Written exercise
Please reproduce the material below word for word, with every line and number unchanged.

-- begin --

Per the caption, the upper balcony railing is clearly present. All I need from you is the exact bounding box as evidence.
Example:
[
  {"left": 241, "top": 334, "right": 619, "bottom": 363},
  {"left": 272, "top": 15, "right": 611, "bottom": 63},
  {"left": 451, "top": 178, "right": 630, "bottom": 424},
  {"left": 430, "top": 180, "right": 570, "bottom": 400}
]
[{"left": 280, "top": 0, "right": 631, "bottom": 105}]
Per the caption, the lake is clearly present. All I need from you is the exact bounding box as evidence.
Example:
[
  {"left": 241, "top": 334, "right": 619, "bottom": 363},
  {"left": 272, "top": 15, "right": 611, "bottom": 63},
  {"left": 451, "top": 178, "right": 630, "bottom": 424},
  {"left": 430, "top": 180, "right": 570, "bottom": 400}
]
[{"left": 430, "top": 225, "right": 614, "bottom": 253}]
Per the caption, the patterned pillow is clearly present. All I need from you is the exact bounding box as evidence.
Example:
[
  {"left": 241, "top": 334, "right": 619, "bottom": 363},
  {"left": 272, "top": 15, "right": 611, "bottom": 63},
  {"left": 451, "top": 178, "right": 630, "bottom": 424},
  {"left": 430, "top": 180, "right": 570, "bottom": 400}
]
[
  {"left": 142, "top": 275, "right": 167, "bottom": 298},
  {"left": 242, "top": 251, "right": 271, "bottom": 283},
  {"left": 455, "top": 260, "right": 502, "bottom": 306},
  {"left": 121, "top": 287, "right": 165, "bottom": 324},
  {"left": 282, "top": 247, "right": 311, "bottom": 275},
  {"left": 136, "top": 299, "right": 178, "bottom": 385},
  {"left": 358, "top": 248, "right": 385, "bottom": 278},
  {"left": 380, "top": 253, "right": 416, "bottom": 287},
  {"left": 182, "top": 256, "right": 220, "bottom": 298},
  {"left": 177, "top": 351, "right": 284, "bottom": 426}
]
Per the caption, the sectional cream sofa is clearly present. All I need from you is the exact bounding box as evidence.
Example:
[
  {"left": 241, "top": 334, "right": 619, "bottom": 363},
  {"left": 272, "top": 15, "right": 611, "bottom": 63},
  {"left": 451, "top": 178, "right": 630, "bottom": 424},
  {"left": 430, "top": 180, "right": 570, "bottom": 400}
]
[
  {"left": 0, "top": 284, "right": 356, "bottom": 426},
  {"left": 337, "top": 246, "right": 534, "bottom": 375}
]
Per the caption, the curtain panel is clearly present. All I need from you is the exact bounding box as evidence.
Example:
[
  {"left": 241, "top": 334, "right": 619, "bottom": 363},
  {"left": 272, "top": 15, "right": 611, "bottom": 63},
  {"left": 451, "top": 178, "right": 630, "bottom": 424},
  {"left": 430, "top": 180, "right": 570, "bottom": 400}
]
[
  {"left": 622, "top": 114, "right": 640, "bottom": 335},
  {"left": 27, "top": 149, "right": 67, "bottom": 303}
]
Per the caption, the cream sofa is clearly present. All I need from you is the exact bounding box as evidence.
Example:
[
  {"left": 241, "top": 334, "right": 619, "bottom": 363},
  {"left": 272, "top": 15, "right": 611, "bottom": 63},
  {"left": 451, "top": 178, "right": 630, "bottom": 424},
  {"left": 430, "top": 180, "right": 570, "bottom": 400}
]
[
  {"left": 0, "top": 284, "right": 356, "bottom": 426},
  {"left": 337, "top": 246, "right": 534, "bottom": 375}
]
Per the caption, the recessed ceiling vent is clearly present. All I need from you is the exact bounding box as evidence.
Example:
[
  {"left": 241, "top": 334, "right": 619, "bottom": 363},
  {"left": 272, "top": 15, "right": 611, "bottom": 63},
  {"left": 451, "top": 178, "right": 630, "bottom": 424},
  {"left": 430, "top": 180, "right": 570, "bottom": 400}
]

-- end --

Response to this task
Per the caption, the upper balcony railing is clearly present. All I need from you is the exact bounding box as evidence.
Example:
[
  {"left": 241, "top": 334, "right": 619, "bottom": 363},
  {"left": 272, "top": 15, "right": 611, "bottom": 63},
  {"left": 451, "top": 178, "right": 630, "bottom": 424},
  {"left": 430, "top": 180, "right": 570, "bottom": 400}
]
[{"left": 280, "top": 0, "right": 631, "bottom": 105}]
Per the caption, the lake is clearly present. All I need from you is the exact bounding box as evidence.
Example:
[
  {"left": 241, "top": 334, "right": 619, "bottom": 363},
  {"left": 272, "top": 15, "right": 611, "bottom": 63},
  {"left": 451, "top": 178, "right": 630, "bottom": 424},
  {"left": 430, "top": 180, "right": 570, "bottom": 400}
]
[{"left": 430, "top": 225, "right": 614, "bottom": 253}]
Per the caption, the patterned pillow is clearly present. All I need from you is the exact bounding box as evidence.
Example:
[
  {"left": 241, "top": 334, "right": 619, "bottom": 363},
  {"left": 272, "top": 15, "right": 611, "bottom": 63},
  {"left": 451, "top": 178, "right": 630, "bottom": 424},
  {"left": 430, "top": 180, "right": 570, "bottom": 400}
]
[
  {"left": 142, "top": 275, "right": 167, "bottom": 298},
  {"left": 242, "top": 251, "right": 271, "bottom": 283},
  {"left": 455, "top": 260, "right": 502, "bottom": 306},
  {"left": 121, "top": 287, "right": 165, "bottom": 324},
  {"left": 282, "top": 247, "right": 311, "bottom": 275},
  {"left": 136, "top": 299, "right": 178, "bottom": 385},
  {"left": 358, "top": 248, "right": 385, "bottom": 278},
  {"left": 380, "top": 253, "right": 416, "bottom": 287},
  {"left": 182, "top": 256, "right": 220, "bottom": 298},
  {"left": 177, "top": 351, "right": 284, "bottom": 426}
]
Per the caption, the sectional cream sofa is clearly present. All I need from you is the exact bounding box as evidence.
Example:
[
  {"left": 241, "top": 334, "right": 619, "bottom": 363},
  {"left": 272, "top": 15, "right": 611, "bottom": 63},
  {"left": 451, "top": 178, "right": 630, "bottom": 424},
  {"left": 430, "top": 180, "right": 570, "bottom": 400}
]
[
  {"left": 0, "top": 284, "right": 356, "bottom": 426},
  {"left": 337, "top": 246, "right": 534, "bottom": 375}
]
Per the caption, the curtain panel is clearly present. All I need from you is the exact bounding box as evidence.
Example:
[
  {"left": 241, "top": 334, "right": 619, "bottom": 363},
  {"left": 272, "top": 15, "right": 611, "bottom": 63},
  {"left": 451, "top": 178, "right": 630, "bottom": 424},
  {"left": 430, "top": 180, "right": 570, "bottom": 400}
]
[
  {"left": 622, "top": 114, "right": 640, "bottom": 335},
  {"left": 27, "top": 149, "right": 67, "bottom": 303}
]
Per the caption, the cream sofa is clearly present. All I need from you is the exact bounding box as evidence.
Example:
[
  {"left": 241, "top": 334, "right": 619, "bottom": 363},
  {"left": 272, "top": 15, "right": 611, "bottom": 63},
  {"left": 451, "top": 178, "right": 630, "bottom": 424},
  {"left": 430, "top": 180, "right": 570, "bottom": 400}
]
[
  {"left": 0, "top": 284, "right": 356, "bottom": 426},
  {"left": 337, "top": 246, "right": 534, "bottom": 375}
]
Per the caption, the recessed ceiling vent is clearly present. All I need from you is the exact bounding box as evidence.
Example:
[
  {"left": 241, "top": 334, "right": 619, "bottom": 363},
  {"left": 272, "top": 15, "right": 611, "bottom": 63},
  {"left": 451, "top": 178, "right": 630, "bottom": 424},
  {"left": 430, "top": 180, "right": 570, "bottom": 400}
]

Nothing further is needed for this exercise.